Right now, you have the building (Lovable is hosting it) and the dining room (the interface users see). In the next three lessons, we'll furnish the dining room, stock the pantry, and open for business.

Checkpoint

Your V1 is in live preview

You have a working V1 of Coffee Shop Crawl — the dining room exists, even if it forgets everyone who visits. Now we'll make it feel more intentional.

Step 2 · The frontend

Design the dining room

Your V1 works, but it probably looks like a prototype. This lesson is about teaching AI to make targeted, outcome-driven changes to the frontend — the dining room your users actually see. The move here is specificity. Watch what happens when we go from vague direction to precise direction.

Don't do this
This is the mistake — vague direction lets AI fill in the blanks with averages.
Paste into Lovable
Make the form and the café list look nicer.
Do this instead
Describe what you want the user to experience, and let Lovable pick how to build it.
Paste into Lovable
I want to make the add café form and the café list feel more intentional. Here's what I want the user to experience — you pick the implementation. On the form: - Rating should be the first decision I make, because it shapes how I think about the rest. The form flow should feel like "how did this café make you feel?" first, then the details. - After I upload a photo, I should immediately see the photo I uploaded, not just a filename. Right now it's unclear whether the upload worked. - The notes field should invite me to write something honest — a longer text area with a prompt like "What did you order? What was the vibe? Would you go back?" rather than a generic "Notes" label. - The submit button should say what it actually does — "Add this café" — not "Submit." On the list: - Each café card should feel like a small postcard, not a database row. The photo should be prominent and the rating should be instantly readable at a glance (stars, not a number). - The notes on the card should be a preview — two lines, with a fade or ellipsis if cut — so the list stays scannable when I have lots of cafés. - On desktop, cards can be horizontal (photo on one side, text on the other). On mobile, vertical is fine. Make these changes in sequence, not all at once. Show me the form changes first. After I confirm, make the list changes.
What to notice

The second prompt doesn't tell Lovable how to build anything — it describes what the user should feel and experience. This is the outcome-driven spec pattern applied to an iteration, not just a V1. Use it every time you want to change something.

Going further — what we're skipping, and how you'd add it later

We're keeping this to a single frontend layer on purpose. If you want to go deeper after the workshop, here's how each kitchen-metaphor layer would show up in Coffee Shop Crawl:

The waiters (APIs) — If you wanted each café to autofill its real neighborhood and address when you type the name, Lovable can wire up the Google Places API. You bring the API key; Lovable handles the rest.

The bouncer (authentication) — We're keeping this as a single-user app, but if you wanted private collections per person: "Add Supabase auth with email login, and scope the cafés table so each user only sees their own entries." Lovable sets up both the auth flow and the database rules.

□ □ □ □

## GIVEN REQUEST
Answer these questions about the Coffee Shop Crawl lesson:
1. What does vague direction let AI fill in the blanks with?
2. What wording should the submit button have instead of "Submit"?
3. Which API can Lovable wire up to autofill a café's real neighborhood and address?
You won't need the entries for anything here.

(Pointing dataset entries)
□ □ □ □

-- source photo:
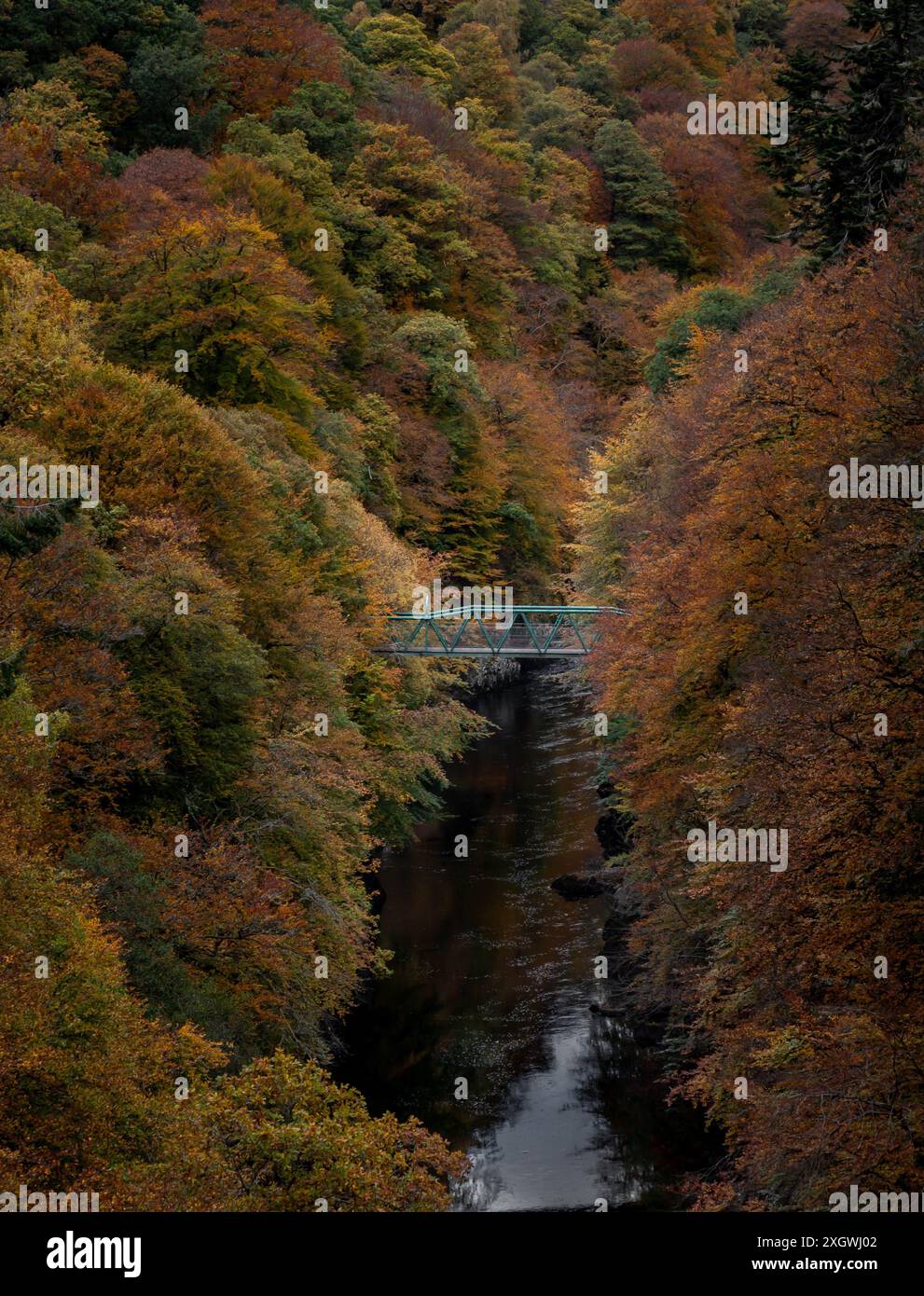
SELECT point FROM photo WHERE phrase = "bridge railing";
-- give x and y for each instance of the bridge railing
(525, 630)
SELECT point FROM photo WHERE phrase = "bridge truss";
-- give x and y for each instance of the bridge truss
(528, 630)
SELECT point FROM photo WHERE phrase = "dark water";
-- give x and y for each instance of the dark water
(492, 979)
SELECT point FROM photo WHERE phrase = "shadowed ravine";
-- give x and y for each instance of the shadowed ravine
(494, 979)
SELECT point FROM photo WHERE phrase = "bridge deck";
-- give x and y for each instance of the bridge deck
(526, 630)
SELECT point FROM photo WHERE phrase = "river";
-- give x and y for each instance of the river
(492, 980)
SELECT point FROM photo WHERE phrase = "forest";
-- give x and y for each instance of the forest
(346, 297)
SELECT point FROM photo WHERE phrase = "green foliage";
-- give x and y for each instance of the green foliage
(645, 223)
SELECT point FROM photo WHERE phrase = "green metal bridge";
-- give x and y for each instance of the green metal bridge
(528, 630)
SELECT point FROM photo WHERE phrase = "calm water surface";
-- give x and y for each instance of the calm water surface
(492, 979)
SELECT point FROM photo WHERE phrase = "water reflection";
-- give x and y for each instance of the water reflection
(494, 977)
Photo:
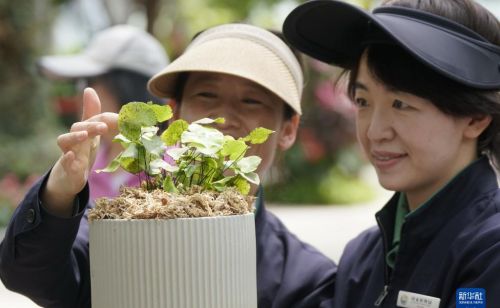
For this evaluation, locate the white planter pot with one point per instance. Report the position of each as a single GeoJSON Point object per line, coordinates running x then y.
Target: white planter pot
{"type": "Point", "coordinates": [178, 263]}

□ □ □ □

## FULL OUTPUT
1. Averages.
2. "Add this café"
3. The Google Places API.